● **Source text**
# Impressions of some Churches in the Angus Glens



## Tim Tucker 2 (Apr 6, 2019)

_Reproduced in full from my recent blog post_.


All five images I took on my few days away are combined in one post here good and bad, mainly because they only seem to hold any meaning when together and against a narrative.

I see a lot of comment on forums about the exact nature of light and the physics of camera technology and I can’t help but notice that it seems to lead people into incorrect and misleading assumptions. That the physical reality of an object is completely contained within the light it reflects and that the eye is a calibrated scientific measuring device that is capable of detecting that absolute light and discerning the absolute nature of the objects from it.

But if this were true then how can an artist describe an object and how he feels about it with a few abstract lines on a sheet of paper?

The truth is that there is no absolute reality and we do not see the light reflected in an absolute clarity. What we do is see a confusion of light and through memory and experience learn to interpret and recognise. The meaning of a banana for instance is not contained within the light it reflects but our experience and memory of having eaten them before. And because our recognition is from our own experience the banana also conjures our memory of it’s texture from touch, it’s smell, it’s taste, and the emotions we felt when we had a significant encounter with one.

This is true in photography as well, it is not an exercise in capturing the absolute nature of the light reflected but a representational pattern of light that resonates with the viewer’s memory and experience and so also taps into the emotions they associate with those experiences.

It doesn’t exist in the light an object reflects.

● **Task details**
Please judge whether each statement agrees with the post on churches in the Angus Glens, giving yes or no and quoting the deciding words: (a) the post is reproduced in part from a blog post; (b) the author combined all five images in one post; (c) according to the author, the meaning of a banana lies in the light it reflects.

● **Data shown**

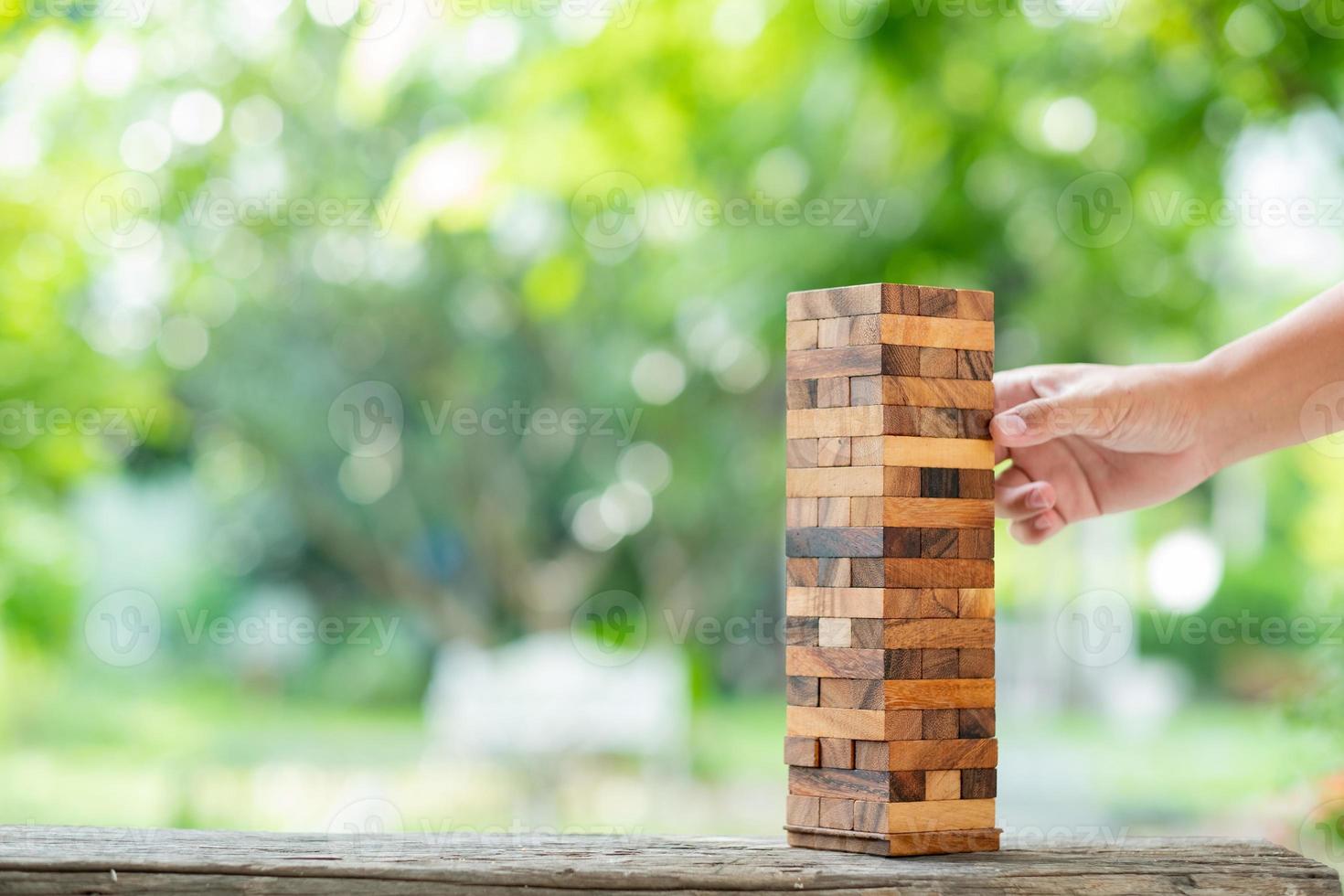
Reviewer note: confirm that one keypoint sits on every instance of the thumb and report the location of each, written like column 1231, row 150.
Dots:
column 1050, row 418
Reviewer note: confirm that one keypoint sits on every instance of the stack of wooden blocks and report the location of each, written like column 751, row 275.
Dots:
column 890, row 600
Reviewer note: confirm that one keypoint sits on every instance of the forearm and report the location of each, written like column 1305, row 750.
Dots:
column 1254, row 391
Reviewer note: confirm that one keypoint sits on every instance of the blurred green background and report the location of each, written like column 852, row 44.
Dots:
column 392, row 398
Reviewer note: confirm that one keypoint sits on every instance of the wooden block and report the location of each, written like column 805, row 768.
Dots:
column 837, row 815
column 945, row 513
column 834, row 512
column 937, row 303
column 801, row 395
column 834, row 632
column 978, row 784
column 938, row 483
column 801, row 690
column 867, row 572
column 938, row 422
column 800, row 335
column 943, row 784
column 975, row 663
column 938, row 363
column 900, row 541
column 938, row 633
column 940, row 693
column 898, row 360
column 928, row 816
column 977, row 484
column 975, row 366
column 831, row 541
column 976, row 603
column 921, row 572
column 804, row 512
column 852, row 693
column 834, row 481
column 801, row 752
column 940, row 663
column 803, row 810
column 800, row 571
column 976, row 544
column 866, row 329
column 937, row 332
column 975, row 305
column 821, row 363
column 866, row 450
column 801, row 632
column 902, row 450
column 843, row 301
column 801, row 453
column 940, row 543
column 834, row 332
column 834, row 391
column 839, row 421
column 866, row 633
column 921, row 391
column 938, row 603
column 975, row 724
column 859, row 724
column 917, row 753
column 834, row 572
column 834, row 452
column 945, row 842
column 837, row 752
column 864, row 389
column 902, row 666
column 834, row 663
column 864, row 511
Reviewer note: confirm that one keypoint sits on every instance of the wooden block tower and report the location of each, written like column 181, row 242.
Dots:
column 890, row 655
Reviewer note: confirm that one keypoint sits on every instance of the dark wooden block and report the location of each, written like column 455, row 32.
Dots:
column 941, row 663
column 940, row 724
column 801, row 395
column 978, row 784
column 801, row 690
column 867, row 572
column 903, row 664
column 938, row 543
column 937, row 483
column 834, row 541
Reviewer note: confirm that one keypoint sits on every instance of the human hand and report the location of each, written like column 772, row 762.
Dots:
column 1087, row 440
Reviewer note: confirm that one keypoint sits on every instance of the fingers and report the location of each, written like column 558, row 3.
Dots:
column 1029, row 504
column 1018, row 497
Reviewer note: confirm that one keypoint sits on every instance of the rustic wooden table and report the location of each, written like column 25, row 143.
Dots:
column 96, row 860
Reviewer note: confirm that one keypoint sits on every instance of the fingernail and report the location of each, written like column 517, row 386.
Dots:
column 1012, row 425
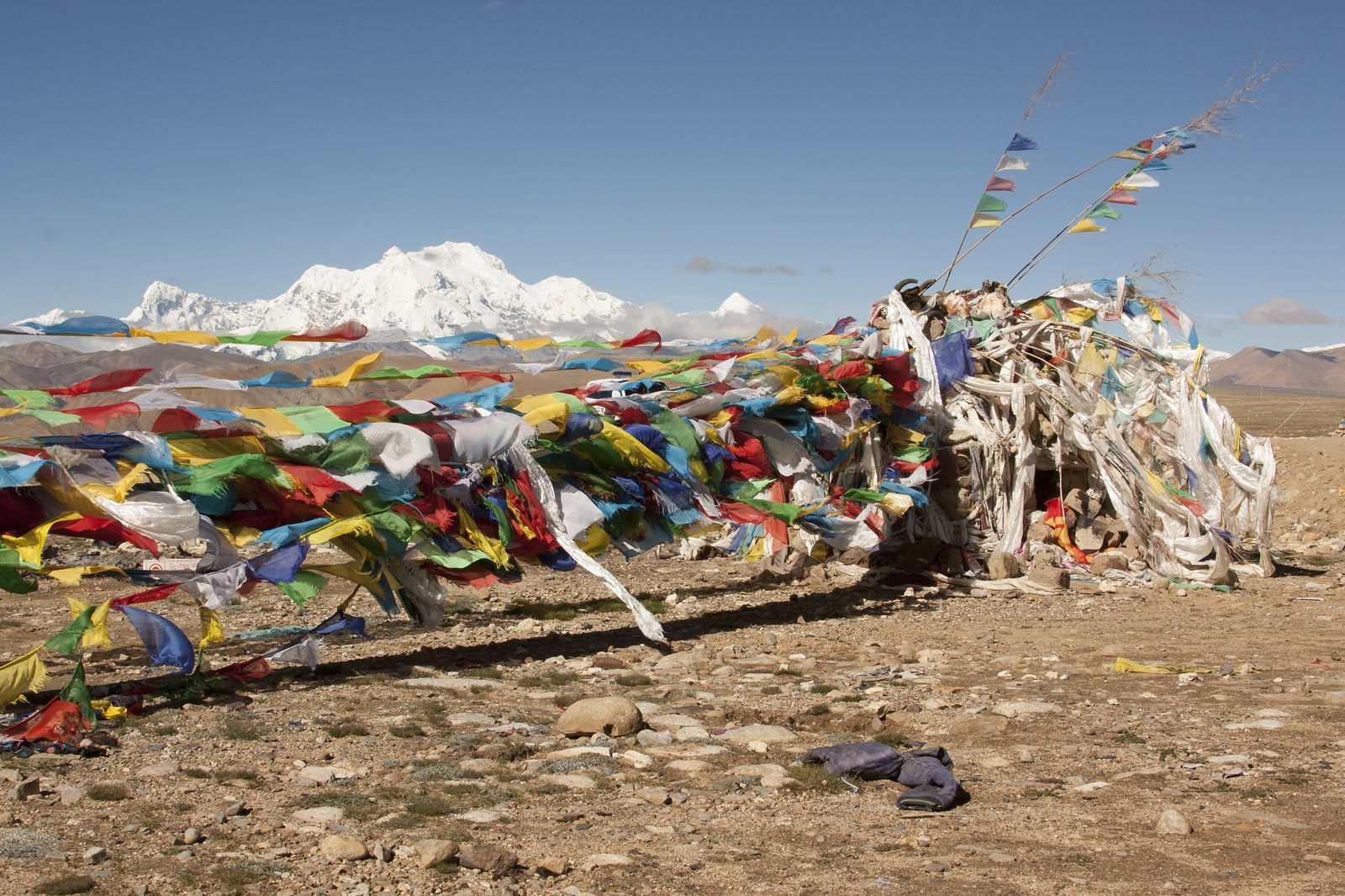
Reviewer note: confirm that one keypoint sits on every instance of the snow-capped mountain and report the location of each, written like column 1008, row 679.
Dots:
column 439, row 291
column 430, row 293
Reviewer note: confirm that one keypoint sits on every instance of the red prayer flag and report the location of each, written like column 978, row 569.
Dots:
column 147, row 596
column 108, row 530
column 103, row 382
column 101, row 416
column 60, row 720
column 642, row 338
column 347, row 331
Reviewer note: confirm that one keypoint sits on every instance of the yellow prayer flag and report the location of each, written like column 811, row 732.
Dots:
column 188, row 336
column 29, row 546
column 343, row 378
column 338, row 528
column 272, row 421
column 632, row 450
column 22, row 674
column 202, row 451
column 530, row 345
column 96, row 635
column 212, row 633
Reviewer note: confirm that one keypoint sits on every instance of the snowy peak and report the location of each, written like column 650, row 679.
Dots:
column 439, row 291
column 737, row 304
column 430, row 293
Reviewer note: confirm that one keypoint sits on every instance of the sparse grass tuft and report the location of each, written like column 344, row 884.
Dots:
column 549, row 677
column 813, row 777
column 894, row 739
column 235, row 772
column 545, row 611
column 65, row 884
column 425, row 806
column 347, row 730
column 240, row 730
column 358, row 806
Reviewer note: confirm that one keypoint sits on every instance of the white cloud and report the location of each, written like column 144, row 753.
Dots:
column 699, row 264
column 1279, row 311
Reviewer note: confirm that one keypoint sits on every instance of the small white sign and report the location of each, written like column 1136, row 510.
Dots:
column 170, row 562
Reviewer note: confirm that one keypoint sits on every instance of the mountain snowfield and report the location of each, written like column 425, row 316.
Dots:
column 440, row 291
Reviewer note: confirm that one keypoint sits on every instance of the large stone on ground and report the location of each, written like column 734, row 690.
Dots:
column 1020, row 708
column 1047, row 573
column 435, row 851
column 611, row 716
column 488, row 857
column 1172, row 822
column 1110, row 560
column 1001, row 564
column 764, row 734
column 343, row 848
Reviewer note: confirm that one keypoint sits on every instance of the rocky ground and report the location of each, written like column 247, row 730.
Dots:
column 423, row 763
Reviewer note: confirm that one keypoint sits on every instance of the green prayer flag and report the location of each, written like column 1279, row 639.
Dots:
column 1105, row 210
column 30, row 397
column 77, row 693
column 306, row 584
column 315, row 420
column 266, row 338
column 990, row 203
column 67, row 640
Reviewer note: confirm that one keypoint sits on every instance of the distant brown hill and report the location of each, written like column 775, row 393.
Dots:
column 42, row 365
column 1321, row 372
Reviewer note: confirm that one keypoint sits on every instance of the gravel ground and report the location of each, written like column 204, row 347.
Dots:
column 452, row 736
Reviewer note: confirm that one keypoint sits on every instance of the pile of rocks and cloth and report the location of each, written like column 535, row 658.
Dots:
column 955, row 435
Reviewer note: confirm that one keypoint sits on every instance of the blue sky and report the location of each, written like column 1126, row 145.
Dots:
column 226, row 148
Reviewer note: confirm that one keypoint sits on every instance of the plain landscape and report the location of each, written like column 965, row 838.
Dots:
column 432, row 762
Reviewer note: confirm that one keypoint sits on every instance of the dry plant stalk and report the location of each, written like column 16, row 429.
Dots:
column 1048, row 84
column 1212, row 121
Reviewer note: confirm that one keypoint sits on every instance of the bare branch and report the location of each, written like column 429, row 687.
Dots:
column 1216, row 119
column 1047, row 87
column 1158, row 280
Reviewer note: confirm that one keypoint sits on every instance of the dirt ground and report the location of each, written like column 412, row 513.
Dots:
column 448, row 735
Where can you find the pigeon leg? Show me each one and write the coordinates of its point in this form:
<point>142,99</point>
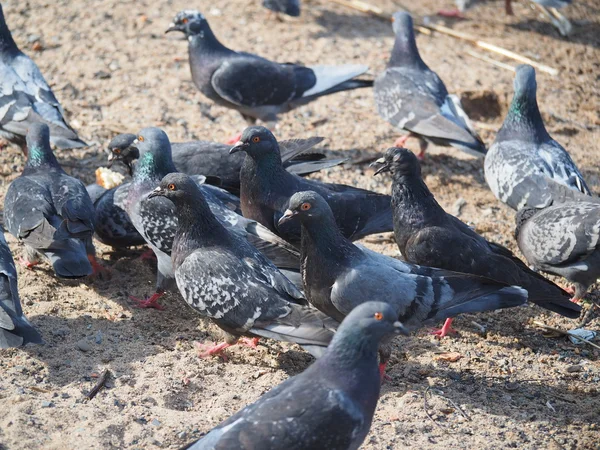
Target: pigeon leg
<point>445,330</point>
<point>151,302</point>
<point>454,13</point>
<point>148,255</point>
<point>98,271</point>
<point>206,350</point>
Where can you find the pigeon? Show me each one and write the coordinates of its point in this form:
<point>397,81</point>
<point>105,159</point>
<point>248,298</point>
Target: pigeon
<point>156,220</point>
<point>15,329</point>
<point>427,235</point>
<point>563,240</point>
<point>26,98</point>
<point>524,156</point>
<point>289,7</point>
<point>413,98</point>
<point>51,212</point>
<point>212,159</point>
<point>338,275</point>
<point>266,188</point>
<point>254,86</point>
<point>329,406</point>
<point>223,277</point>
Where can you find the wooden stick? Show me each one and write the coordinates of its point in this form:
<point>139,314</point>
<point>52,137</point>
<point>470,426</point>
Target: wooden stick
<point>565,333</point>
<point>377,12</point>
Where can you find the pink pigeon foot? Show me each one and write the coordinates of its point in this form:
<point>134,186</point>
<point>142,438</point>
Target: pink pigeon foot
<point>151,302</point>
<point>445,330</point>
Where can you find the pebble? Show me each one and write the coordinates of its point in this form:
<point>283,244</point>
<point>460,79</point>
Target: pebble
<point>84,345</point>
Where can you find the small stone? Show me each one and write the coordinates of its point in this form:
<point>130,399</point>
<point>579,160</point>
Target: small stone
<point>84,345</point>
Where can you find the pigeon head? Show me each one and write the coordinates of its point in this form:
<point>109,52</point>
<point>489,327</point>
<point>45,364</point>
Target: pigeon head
<point>365,327</point>
<point>190,22</point>
<point>257,142</point>
<point>399,161</point>
<point>405,52</point>
<point>154,149</point>
<point>38,149</point>
<point>306,206</point>
<point>120,149</point>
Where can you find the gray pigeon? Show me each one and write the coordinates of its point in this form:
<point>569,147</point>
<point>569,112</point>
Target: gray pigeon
<point>524,156</point>
<point>413,98</point>
<point>563,240</point>
<point>254,86</point>
<point>289,7</point>
<point>15,329</point>
<point>266,188</point>
<point>228,280</point>
<point>50,211</point>
<point>338,275</point>
<point>26,98</point>
<point>156,221</point>
<point>212,159</point>
<point>427,235</point>
<point>329,406</point>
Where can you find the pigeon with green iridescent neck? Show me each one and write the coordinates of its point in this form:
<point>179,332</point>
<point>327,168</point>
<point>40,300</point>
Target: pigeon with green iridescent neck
<point>26,98</point>
<point>51,212</point>
<point>524,156</point>
<point>156,221</point>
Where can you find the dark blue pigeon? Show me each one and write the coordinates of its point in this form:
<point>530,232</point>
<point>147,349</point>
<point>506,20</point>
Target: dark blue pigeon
<point>15,329</point>
<point>26,98</point>
<point>156,221</point>
<point>429,236</point>
<point>50,211</point>
<point>266,188</point>
<point>223,277</point>
<point>329,406</point>
<point>524,163</point>
<point>412,97</point>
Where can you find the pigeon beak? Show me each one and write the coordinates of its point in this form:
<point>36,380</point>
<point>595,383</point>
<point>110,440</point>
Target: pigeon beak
<point>400,329</point>
<point>287,216</point>
<point>238,147</point>
<point>384,166</point>
<point>158,192</point>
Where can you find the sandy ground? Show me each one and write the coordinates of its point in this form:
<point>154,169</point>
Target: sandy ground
<point>114,70</point>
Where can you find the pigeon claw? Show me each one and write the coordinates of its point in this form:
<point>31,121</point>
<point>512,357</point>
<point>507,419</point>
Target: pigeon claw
<point>151,302</point>
<point>445,330</point>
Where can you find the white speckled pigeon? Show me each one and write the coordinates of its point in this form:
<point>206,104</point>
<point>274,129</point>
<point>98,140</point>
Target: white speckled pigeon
<point>212,158</point>
<point>289,7</point>
<point>563,240</point>
<point>339,275</point>
<point>15,329</point>
<point>524,156</point>
<point>266,188</point>
<point>254,86</point>
<point>51,212</point>
<point>411,97</point>
<point>156,221</point>
<point>329,406</point>
<point>427,235</point>
<point>228,280</point>
<point>26,98</point>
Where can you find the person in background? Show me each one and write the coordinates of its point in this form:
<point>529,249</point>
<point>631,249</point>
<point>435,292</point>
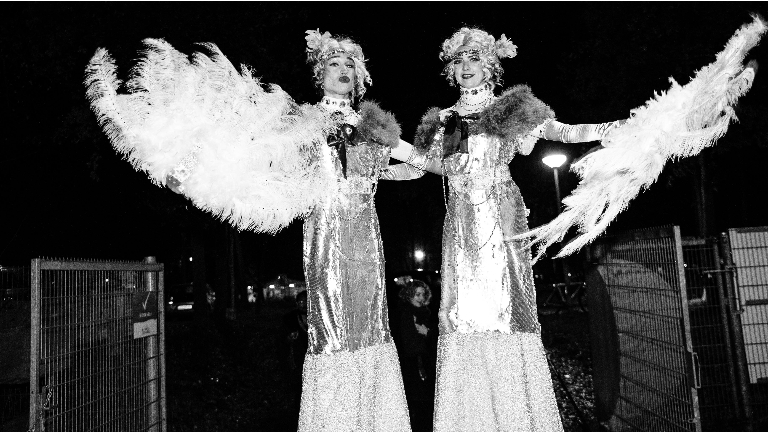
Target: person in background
<point>416,360</point>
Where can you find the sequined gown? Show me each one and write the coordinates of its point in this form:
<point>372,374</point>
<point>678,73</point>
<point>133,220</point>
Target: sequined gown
<point>492,372</point>
<point>352,379</point>
<point>492,369</point>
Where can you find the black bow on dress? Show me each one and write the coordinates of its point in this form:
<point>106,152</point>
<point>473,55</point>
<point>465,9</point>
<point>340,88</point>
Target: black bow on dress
<point>456,134</point>
<point>346,135</point>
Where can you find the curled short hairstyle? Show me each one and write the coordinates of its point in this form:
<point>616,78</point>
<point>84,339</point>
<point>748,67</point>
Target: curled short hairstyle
<point>321,47</point>
<point>409,290</point>
<point>488,48</point>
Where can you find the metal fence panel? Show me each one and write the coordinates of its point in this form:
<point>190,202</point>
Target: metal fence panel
<point>709,311</point>
<point>749,255</point>
<point>96,371</point>
<point>643,273</point>
<point>14,355</point>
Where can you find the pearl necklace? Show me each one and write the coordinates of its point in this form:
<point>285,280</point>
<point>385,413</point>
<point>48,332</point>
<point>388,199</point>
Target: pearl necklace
<point>343,106</point>
<point>475,99</point>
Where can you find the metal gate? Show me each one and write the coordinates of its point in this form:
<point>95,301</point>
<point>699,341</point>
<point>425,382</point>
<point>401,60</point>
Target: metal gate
<point>747,258</point>
<point>643,283</point>
<point>97,346</point>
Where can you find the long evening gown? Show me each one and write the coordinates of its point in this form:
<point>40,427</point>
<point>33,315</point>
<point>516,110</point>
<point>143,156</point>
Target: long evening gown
<point>352,379</point>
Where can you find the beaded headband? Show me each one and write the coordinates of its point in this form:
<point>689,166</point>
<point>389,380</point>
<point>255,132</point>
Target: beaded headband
<point>321,47</point>
<point>481,43</point>
<point>470,52</point>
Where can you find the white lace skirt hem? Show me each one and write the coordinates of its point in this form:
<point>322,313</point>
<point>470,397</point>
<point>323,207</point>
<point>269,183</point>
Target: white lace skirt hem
<point>360,391</point>
<point>492,381</point>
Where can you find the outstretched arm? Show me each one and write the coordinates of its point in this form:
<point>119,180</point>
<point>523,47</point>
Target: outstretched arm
<point>416,159</point>
<point>556,131</point>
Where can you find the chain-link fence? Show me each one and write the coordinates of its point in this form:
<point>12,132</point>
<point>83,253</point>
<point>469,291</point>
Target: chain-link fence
<point>674,317</point>
<point>97,346</point>
<point>14,355</point>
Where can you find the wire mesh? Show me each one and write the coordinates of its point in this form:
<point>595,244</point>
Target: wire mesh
<point>94,374</point>
<point>14,355</point>
<point>749,255</point>
<point>642,271</point>
<point>708,309</point>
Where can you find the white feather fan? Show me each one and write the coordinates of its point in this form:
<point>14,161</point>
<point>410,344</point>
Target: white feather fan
<point>672,125</point>
<point>261,160</point>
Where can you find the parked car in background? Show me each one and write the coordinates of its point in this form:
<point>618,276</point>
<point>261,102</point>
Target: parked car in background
<point>180,298</point>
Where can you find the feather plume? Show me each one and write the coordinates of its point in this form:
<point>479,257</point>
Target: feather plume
<point>512,117</point>
<point>378,125</point>
<point>674,124</point>
<point>261,159</point>
<point>427,129</point>
<point>513,114</point>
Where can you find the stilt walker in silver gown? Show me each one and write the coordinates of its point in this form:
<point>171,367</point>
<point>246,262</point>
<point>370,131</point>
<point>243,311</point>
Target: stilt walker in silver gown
<point>352,378</point>
<point>252,156</point>
<point>492,373</point>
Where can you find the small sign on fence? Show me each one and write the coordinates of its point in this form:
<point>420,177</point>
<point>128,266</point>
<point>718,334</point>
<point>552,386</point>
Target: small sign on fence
<point>144,314</point>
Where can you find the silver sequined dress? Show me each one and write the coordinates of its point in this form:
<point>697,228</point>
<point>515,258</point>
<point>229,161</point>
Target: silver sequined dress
<point>352,379</point>
<point>492,369</point>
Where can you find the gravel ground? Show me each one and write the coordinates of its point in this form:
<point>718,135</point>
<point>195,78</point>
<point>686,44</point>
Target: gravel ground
<point>231,379</point>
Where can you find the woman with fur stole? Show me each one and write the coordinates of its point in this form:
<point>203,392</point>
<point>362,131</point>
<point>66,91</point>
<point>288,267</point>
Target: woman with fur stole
<point>249,154</point>
<point>492,371</point>
<point>352,379</point>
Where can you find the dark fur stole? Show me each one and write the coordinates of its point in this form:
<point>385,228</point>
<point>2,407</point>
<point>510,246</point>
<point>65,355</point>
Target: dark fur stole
<point>515,113</point>
<point>427,128</point>
<point>378,125</point>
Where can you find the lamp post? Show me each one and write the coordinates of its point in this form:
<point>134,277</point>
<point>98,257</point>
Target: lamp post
<point>554,161</point>
<point>419,255</point>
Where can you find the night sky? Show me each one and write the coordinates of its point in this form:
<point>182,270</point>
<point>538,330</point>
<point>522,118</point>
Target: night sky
<point>66,193</point>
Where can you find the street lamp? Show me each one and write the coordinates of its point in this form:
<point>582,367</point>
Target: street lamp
<point>419,254</point>
<point>554,161</point>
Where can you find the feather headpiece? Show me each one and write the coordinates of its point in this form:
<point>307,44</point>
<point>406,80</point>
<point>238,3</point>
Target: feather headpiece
<point>479,42</point>
<point>321,47</point>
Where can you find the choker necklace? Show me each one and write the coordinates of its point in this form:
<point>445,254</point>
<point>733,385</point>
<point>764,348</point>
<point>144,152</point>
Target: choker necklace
<point>475,99</point>
<point>336,104</point>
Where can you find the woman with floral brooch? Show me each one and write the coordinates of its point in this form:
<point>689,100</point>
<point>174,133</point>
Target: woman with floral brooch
<point>352,378</point>
<point>249,154</point>
<point>492,370</point>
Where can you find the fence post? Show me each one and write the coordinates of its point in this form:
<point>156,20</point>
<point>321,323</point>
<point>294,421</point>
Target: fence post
<point>734,321</point>
<point>35,408</point>
<point>150,282</point>
<point>722,279</point>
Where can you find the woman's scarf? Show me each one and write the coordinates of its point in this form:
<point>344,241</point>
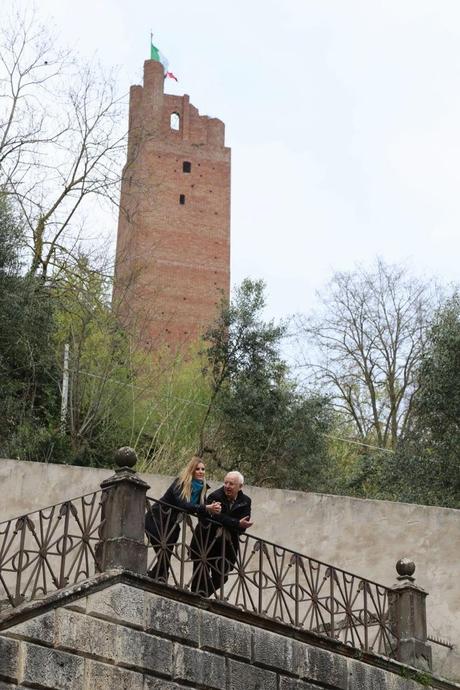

● **Expected answer**
(a) No: "Reproduced in full from my recent blog post"
(b) Yes: "All five images I took on my few days away are combined in one post here good and bad"
(c) No: "The meaning of a banana for instance is not contained within the light it reflects but our experience and memory of having eaten them before."